§ **Data supplied**:

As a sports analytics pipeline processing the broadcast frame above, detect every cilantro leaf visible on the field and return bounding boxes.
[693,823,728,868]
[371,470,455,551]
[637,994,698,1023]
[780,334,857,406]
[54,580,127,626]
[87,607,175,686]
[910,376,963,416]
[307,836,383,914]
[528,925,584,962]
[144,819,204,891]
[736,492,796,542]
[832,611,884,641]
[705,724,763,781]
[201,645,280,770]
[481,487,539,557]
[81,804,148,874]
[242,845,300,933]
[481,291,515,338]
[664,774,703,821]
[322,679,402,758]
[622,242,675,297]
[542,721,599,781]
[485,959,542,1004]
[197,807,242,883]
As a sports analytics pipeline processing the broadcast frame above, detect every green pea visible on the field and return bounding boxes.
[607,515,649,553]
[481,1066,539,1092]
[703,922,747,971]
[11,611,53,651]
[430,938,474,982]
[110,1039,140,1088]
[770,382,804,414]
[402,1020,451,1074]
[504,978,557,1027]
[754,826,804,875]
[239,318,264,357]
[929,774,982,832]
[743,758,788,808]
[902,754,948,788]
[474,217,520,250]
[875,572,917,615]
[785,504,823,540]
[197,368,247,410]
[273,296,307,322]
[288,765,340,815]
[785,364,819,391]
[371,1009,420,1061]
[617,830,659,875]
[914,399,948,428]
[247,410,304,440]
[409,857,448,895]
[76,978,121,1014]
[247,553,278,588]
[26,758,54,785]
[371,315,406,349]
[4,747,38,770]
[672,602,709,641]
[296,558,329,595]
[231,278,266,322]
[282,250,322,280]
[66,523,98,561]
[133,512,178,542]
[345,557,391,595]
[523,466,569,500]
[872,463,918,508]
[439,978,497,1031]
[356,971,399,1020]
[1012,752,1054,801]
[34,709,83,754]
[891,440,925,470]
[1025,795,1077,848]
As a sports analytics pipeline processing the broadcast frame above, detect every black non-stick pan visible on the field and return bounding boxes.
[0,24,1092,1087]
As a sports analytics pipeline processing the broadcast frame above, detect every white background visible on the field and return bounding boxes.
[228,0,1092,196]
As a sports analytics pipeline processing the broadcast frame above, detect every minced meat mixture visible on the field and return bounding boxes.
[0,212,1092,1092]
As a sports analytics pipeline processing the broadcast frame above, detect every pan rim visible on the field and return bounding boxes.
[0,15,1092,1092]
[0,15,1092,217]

§ **What is being asked**: Rewrite the data above, substituting "in the pan" for every occurrence of "on the field" and leaving everything else unchanged.

§ **Answer for the task**:
As a sports analytics pipeline processing the broadcast frame above, detect every cilantro leaf visible in the pan and return bounding boxes.
[693,823,728,868]
[371,470,455,551]
[637,994,698,1023]
[780,334,857,406]
[54,580,127,626]
[87,607,175,686]
[910,376,963,416]
[307,836,383,914]
[528,925,584,962]
[144,819,204,891]
[736,492,796,542]
[832,611,884,641]
[705,724,763,781]
[201,645,280,770]
[481,487,539,557]
[81,804,148,874]
[242,845,300,933]
[481,291,515,338]
[664,774,703,821]
[322,679,402,758]
[622,242,675,297]
[542,721,599,781]
[485,959,542,1004]
[197,807,242,883]
As a sports analytics pipeline processing the broadcast frame above, detect every green pea visible in the pan and return bounding boxes.
[607,515,649,553]
[481,1066,539,1092]
[703,922,747,971]
[11,611,53,651]
[430,938,474,982]
[110,1039,140,1088]
[770,382,804,414]
[402,1020,451,1074]
[504,978,557,1027]
[754,826,804,875]
[239,318,264,357]
[929,774,982,832]
[743,758,788,808]
[902,754,948,788]
[474,217,520,250]
[875,572,917,615]
[785,504,823,540]
[197,368,247,410]
[273,296,307,322]
[288,765,340,815]
[785,364,819,391]
[371,1009,420,1061]
[617,830,659,875]
[914,399,948,428]
[247,410,304,440]
[409,857,448,895]
[76,978,121,1014]
[247,553,278,588]
[26,758,54,785]
[371,315,406,349]
[4,747,38,770]
[672,602,709,641]
[296,558,329,595]
[231,278,266,322]
[282,250,322,280]
[66,523,98,561]
[133,512,178,542]
[345,557,391,595]
[523,466,569,500]
[872,463,918,508]
[439,978,497,1031]
[356,971,399,1020]
[1012,752,1054,801]
[34,709,83,754]
[891,440,925,470]
[1025,795,1077,848]
As a sports analytics pipeline processing the broadcast frame above, detect every black non-stick pan visible in the pan and return bounding boxes.
[0,24,1092,1087]
As a sports analytics pipeline processing the broadcast frame above, detect every white background visible in the pan and return bounding boxes.
[228,0,1092,196]
As a sports analytics pipeline processing the broadcast frame above, detect every minced meat mixture visible in the pan and return bounding boxes.
[0,212,1092,1092]
As a sports analytics pipeline processing the broadcast frame above, detect every pan rim visible in the pan and return bounding boxes.
[0,15,1092,1092]
[0,15,1092,217]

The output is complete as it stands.